#### Task brief
From the first line to the last, reproduce the data exactly.

---- Extracted entries

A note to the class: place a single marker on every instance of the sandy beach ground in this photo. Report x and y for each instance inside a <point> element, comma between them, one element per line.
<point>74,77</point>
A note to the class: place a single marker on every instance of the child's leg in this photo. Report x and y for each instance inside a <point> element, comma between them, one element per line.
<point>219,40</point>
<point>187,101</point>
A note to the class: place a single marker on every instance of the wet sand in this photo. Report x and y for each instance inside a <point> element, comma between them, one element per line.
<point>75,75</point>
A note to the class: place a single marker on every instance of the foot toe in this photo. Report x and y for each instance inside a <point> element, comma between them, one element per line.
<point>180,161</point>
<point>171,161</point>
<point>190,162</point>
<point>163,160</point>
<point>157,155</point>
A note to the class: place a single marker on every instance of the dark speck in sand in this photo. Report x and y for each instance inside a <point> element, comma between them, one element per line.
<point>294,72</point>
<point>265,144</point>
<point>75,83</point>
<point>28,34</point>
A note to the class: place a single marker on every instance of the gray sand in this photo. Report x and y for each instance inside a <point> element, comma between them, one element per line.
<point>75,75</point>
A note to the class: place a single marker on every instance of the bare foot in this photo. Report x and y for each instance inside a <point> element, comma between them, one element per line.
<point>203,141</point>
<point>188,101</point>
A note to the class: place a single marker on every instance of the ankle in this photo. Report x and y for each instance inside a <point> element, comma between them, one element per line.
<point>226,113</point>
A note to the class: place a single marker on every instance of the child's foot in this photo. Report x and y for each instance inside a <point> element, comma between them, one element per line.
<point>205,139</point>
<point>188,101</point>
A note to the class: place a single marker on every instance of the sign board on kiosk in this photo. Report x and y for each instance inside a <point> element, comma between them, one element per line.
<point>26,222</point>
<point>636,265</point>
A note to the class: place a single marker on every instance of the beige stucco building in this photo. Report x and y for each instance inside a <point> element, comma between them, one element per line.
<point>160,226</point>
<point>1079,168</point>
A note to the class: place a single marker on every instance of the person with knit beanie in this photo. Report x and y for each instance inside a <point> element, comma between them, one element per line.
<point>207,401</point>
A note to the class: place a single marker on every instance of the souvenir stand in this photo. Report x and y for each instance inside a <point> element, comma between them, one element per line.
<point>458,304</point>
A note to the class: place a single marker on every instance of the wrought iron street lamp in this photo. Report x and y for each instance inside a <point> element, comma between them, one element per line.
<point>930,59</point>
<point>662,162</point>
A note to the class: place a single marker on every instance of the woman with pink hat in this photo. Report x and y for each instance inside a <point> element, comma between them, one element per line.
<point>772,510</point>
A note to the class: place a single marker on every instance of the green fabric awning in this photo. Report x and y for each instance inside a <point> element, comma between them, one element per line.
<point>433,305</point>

--------

#### Response for this exercise
A note to the class: place a single marker on every instance of the sandy beach ground in this photo. Report x and y for each instance inside a <point> element, comma between them, one element per line.
<point>74,77</point>
A note to the class: place a single marker on every instance of the child's leg in this photo. Report x and y for each instance inside a <point> element, comma between them, one element per line.
<point>219,40</point>
<point>187,101</point>
A note to the class: place a single marker on every instance of the wet sand in this photo. Report x and y for each instance inside a <point> element, comma between them, one element per line.
<point>75,75</point>
A note to the class: place a single marker on every instance of the foot toe in this photo. Report x and y for each instance inside a <point> element, comma between them, one element per line.
<point>180,161</point>
<point>171,161</point>
<point>190,162</point>
<point>163,160</point>
<point>157,155</point>
A note to the class: place a single marker on every instance of the dark speck in sand in this photo. Report x and y for each instance inside a <point> element, comma between them, one element per line.
<point>294,72</point>
<point>265,144</point>
<point>75,83</point>
<point>28,34</point>
A note to the class: place a single marker on every instance of the gray sand in this photo. Report x and y for each instance inside a <point> element, comma between them, one element per line.
<point>75,75</point>
A note to the class: place a single marker on every instance of the bare foot in this photo. Report x and y for each instance inside a <point> element, comma between them, one element per line.
<point>203,141</point>
<point>188,101</point>
A note to the class: place a single marker on every instance of the ankle in this photo. Report x and y for each instance inside a <point> element, comma between them, one element per line.
<point>226,113</point>
A note to the class: place a single marker on every instance of the child's foot in this photo. Report x and y for each instance inside a <point> element, comma between them, one element per line.
<point>205,139</point>
<point>188,101</point>
A note to the class: place a single marker on every instance of the sign board on kiosk in this photo. Report x and y for each instance inside a <point> element, comma between them, one element per line.
<point>26,222</point>
<point>636,265</point>
A note to the class: place a single marker on every instance of the beige stucco building in this photo. Report x and y for each instance inside a <point> element, comma between them, one element per line.
<point>160,226</point>
<point>1079,168</point>
A note to the class: place a single marker on every instance of the person with knit beanie in this photo. Report x and y for each instance inside a <point> element, comma between them, one element per line.
<point>207,401</point>
A note to the class: place a single marker on every instance of the souvenir stand in this photo. Report x and y for each instance inside a <point> element, comma between them, one element per line.
<point>458,304</point>
A note to the class: place a single marker on every instance of the wrought iron street lamp in this photo. Report x and y for each instance inside a <point> element, comma between them, one element per line.
<point>930,59</point>
<point>662,162</point>
A note to the class: place a single marker on every instance of the woman with pink hat in this photo. Report x and y for each instance inside a <point> element, comma between them, one element per line.
<point>772,510</point>
A note to the class: place a single marker on every instance of the green fabric awning in this photo. Report x and y for each instance inside a <point> element, comma between them, one element per line.
<point>433,305</point>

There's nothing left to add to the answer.